• Work order
Scan the records for lines with the string "chrysanthemum". Say how many there are, and add nothing.
========================================================================
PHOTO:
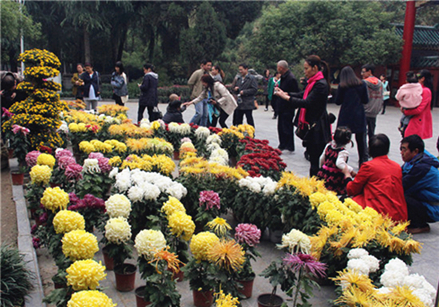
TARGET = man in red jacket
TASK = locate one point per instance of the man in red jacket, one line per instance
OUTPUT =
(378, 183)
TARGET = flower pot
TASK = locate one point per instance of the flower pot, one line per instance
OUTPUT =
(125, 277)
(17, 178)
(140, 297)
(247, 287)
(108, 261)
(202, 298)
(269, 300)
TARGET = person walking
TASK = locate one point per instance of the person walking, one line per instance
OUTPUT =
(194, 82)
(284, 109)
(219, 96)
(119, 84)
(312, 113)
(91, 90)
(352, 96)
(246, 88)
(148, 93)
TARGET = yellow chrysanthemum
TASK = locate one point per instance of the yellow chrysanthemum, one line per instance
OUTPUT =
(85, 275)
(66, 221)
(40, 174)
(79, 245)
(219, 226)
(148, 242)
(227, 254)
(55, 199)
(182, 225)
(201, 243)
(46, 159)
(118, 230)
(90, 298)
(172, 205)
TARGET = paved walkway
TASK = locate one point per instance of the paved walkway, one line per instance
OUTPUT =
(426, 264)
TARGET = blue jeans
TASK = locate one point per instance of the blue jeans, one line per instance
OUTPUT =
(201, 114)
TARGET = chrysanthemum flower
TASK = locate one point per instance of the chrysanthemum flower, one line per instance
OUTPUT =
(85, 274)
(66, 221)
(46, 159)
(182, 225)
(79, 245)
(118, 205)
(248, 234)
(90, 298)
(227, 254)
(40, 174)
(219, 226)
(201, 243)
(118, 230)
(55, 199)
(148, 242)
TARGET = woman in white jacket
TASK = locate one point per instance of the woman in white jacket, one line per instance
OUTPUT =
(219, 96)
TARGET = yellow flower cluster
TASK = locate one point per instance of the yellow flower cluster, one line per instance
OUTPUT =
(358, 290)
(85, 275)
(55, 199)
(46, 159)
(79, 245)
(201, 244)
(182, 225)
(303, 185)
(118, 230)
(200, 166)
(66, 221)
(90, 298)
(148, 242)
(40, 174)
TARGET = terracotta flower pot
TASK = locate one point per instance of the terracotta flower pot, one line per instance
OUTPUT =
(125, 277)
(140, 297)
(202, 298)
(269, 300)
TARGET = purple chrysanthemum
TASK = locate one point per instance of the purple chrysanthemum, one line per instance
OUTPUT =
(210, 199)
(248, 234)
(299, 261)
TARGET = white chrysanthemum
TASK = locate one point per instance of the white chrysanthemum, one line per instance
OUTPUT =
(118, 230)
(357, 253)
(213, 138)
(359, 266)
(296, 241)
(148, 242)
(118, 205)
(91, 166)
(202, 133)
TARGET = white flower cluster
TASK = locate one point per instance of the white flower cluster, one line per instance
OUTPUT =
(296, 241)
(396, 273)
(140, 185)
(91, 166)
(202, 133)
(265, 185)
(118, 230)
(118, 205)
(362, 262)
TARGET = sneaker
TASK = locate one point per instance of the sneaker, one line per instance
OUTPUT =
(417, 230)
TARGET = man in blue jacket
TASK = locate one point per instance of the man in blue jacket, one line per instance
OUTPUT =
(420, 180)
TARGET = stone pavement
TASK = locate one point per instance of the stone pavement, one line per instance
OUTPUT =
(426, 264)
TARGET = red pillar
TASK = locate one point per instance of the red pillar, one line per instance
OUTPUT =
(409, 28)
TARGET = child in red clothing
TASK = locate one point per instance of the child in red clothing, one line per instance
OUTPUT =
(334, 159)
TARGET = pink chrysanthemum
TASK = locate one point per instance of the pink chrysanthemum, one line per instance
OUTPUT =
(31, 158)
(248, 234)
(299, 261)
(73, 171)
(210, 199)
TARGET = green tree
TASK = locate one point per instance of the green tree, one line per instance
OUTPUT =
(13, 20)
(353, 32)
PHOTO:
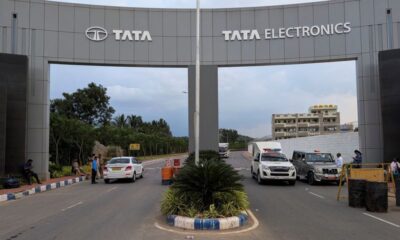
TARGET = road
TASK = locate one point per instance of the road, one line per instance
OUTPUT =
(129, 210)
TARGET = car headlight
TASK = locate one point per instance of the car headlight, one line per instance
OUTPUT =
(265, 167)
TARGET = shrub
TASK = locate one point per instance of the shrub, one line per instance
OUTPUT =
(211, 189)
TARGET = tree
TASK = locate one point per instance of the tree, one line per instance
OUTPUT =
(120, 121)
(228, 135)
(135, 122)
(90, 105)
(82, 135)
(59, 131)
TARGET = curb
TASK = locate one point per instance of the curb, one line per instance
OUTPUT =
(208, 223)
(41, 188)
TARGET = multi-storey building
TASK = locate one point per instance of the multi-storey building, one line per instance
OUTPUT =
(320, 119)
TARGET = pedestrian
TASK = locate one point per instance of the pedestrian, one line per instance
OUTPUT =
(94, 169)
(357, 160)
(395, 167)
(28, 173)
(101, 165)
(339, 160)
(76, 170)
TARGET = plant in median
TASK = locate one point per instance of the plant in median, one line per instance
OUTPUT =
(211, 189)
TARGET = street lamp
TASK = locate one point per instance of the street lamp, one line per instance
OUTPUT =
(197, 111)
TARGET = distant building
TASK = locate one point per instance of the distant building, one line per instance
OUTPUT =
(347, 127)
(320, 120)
========================================================================
• Finished task
10